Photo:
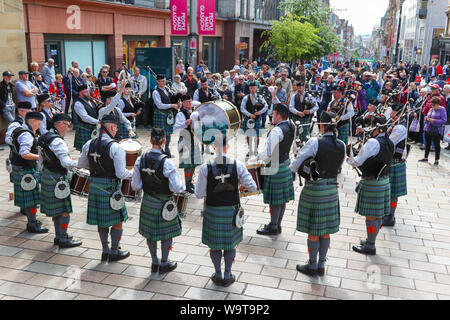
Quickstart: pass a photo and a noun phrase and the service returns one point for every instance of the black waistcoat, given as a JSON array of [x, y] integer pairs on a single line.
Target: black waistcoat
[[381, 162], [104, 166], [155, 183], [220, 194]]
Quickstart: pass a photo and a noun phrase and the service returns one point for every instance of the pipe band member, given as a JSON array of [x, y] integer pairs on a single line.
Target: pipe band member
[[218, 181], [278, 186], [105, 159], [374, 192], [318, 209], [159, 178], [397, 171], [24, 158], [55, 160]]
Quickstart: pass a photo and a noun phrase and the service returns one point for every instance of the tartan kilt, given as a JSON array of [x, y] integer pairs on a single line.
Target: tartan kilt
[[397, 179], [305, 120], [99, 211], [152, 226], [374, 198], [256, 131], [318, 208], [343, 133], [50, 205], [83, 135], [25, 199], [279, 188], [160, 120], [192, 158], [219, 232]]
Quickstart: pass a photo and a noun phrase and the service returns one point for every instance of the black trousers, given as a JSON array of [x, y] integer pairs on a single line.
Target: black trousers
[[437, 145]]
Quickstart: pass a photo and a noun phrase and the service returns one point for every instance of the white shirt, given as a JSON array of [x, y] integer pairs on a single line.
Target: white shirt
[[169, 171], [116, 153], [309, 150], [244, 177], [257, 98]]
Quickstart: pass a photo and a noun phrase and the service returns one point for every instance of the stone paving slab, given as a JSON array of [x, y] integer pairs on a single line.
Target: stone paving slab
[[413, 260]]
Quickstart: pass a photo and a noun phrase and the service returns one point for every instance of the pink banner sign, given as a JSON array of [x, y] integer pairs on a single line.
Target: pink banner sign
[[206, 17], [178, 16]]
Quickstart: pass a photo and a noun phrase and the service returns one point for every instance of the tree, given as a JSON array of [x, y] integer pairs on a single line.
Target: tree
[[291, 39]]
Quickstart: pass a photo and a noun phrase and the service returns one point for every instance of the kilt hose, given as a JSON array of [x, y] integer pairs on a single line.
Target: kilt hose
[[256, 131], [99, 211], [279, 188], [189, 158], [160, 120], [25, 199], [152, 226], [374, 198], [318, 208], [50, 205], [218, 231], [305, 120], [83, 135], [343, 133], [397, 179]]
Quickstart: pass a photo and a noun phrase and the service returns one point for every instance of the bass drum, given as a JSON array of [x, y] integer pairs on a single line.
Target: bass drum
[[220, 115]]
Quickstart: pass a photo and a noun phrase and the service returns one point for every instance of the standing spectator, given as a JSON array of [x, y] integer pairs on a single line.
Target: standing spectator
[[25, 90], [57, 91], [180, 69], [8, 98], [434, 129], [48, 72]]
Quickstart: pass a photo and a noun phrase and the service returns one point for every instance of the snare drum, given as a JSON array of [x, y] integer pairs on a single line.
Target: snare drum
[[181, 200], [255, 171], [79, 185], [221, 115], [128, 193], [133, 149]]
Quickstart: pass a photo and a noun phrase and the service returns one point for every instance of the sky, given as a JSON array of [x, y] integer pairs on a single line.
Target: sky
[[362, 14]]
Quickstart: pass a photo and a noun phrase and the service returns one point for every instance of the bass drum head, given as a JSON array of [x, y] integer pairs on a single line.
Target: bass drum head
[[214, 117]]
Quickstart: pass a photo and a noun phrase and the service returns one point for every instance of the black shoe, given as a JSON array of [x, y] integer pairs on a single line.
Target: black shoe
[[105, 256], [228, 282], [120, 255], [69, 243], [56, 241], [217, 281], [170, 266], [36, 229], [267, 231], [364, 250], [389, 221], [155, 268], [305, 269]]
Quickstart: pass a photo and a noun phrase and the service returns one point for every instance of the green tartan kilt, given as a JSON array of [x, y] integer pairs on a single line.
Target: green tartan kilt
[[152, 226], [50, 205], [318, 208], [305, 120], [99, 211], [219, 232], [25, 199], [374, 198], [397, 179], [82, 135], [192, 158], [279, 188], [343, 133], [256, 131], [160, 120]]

★ ★ ★ ★

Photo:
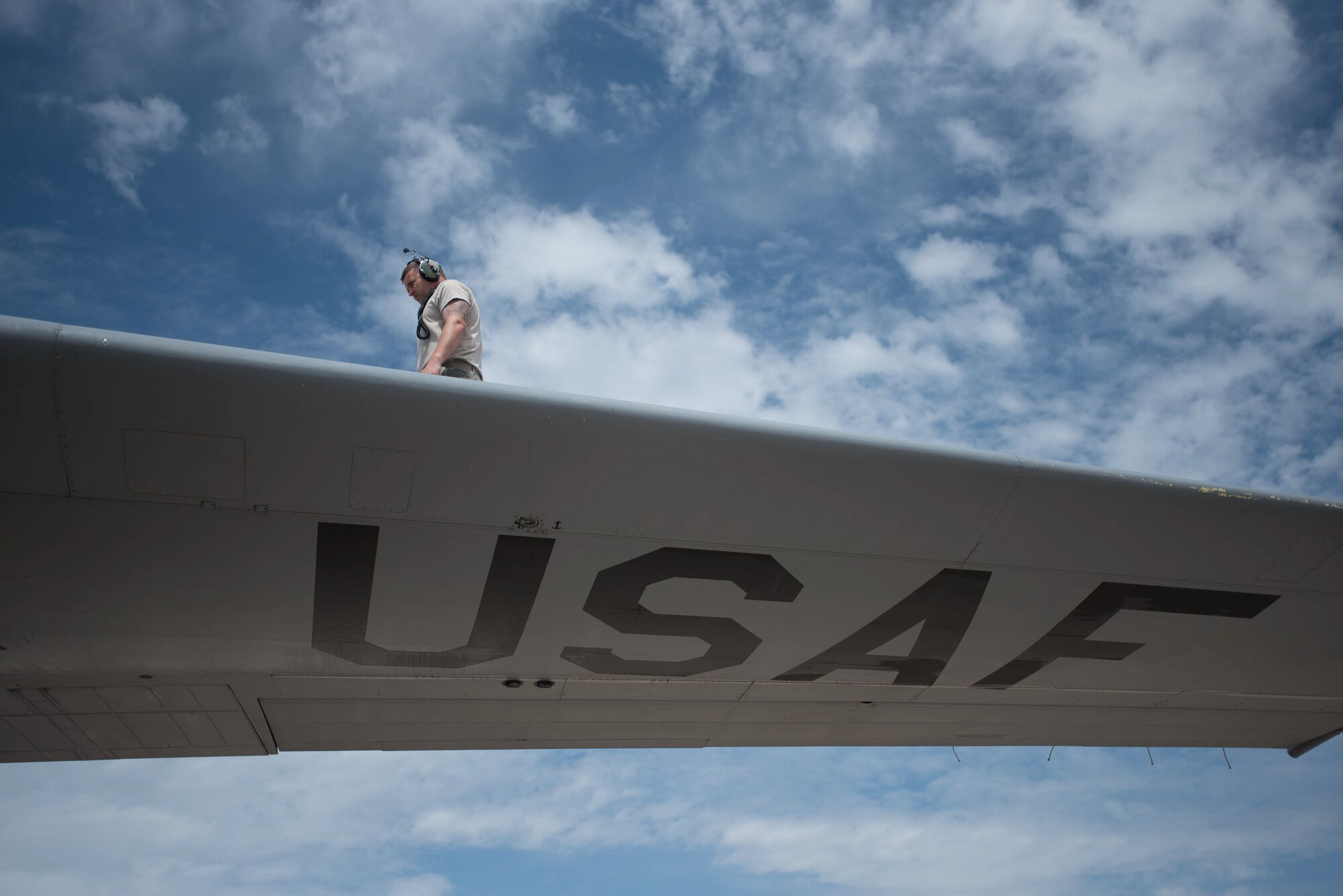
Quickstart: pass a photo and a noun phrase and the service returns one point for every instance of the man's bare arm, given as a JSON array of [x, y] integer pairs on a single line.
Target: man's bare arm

★ ★ ★ ★

#### [COSA SI RICHIEDE]
Esprimi come CSV a due colonne, "testo" e "risposta", i dati che partono dalla riga contenente "of the white" e terminano dopo quella contenente "[[362, 14]]", entrambe incluse. Scrivi una riga CSV per ogni testo con la sua risposta, mettendo ciascun valore in un unico campo tra virgolette e sostituendo gli a capo con spazi.

#### [RISPOSTA CORRETTA]
testo,risposta
"Quickstart: pass a photo and a noun phrase and the service returns one point for every instance of the white shirt, given as a JSON array of [x, y] integer pairs on a single line. Target: white shirt","[[169, 171], [116, 153], [309, 150], [244, 177], [257, 98]]"
"Quickstart: pass a photo and a noun phrase and the service returns one point for every instance of the stone paving slab, given as a JSON array of [x, y] integer pairs on a single line. Target: stone paving slab","[[413, 260]]"
"Quickstart: pass a photo and a noun phrase and the service returns one point for every instance of the pink banner sign, given as a JSON array of [x, y] integer pairs on a single line. Target: pink banner sign","[[206, 17], [178, 16]]"
"Quickstart: pass a photo and a noun phrase and the service returns one point for every instance of the tree, given as a JSON array of [x, y] integer pairs on a single line. Target: tree","[[291, 39]]"
"Quickstart: pass a photo and a noun phrase and the service returns one point for every instance of the kilt hose, given as a JSON array of [x, y] integer pairs on a single line. Target: kilt hose","[[256, 131], [99, 211], [279, 188], [189, 158], [160, 120], [25, 199], [152, 226], [374, 198], [318, 208], [50, 205], [218, 231], [305, 120], [83, 135], [343, 133], [397, 179]]"
"Quickstart: pass a photo and a noun phrase and the service returns one point for every instance of the bass drum, given as a JSON array of [x, y] integer pairs on a single line. Target: bass drum","[[220, 115]]"
"Quickstart: pass a photo and a noun phrase and the service returns one point for every instance of the standing spectator, given as a JSON array of [x, y] integer pairs on a single line. Target: standing spectator","[[25, 90], [57, 91], [180, 69], [8, 98], [434, 129], [48, 72]]"
"Quickstart: pass a photo and a noun phrase and the service returns one point for every instance of the snare drum, given as a JSON array of [x, y] integer pairs on a single line. Target: snare drum","[[181, 200], [255, 171], [79, 185], [221, 115], [128, 193], [133, 149]]"
"Quickstart: pass a photo and a noun phrase and the service returns one point for every instance of the sky, given as a JSON array of [x, y] integer pairs on a single line. Target: sky","[[362, 14]]"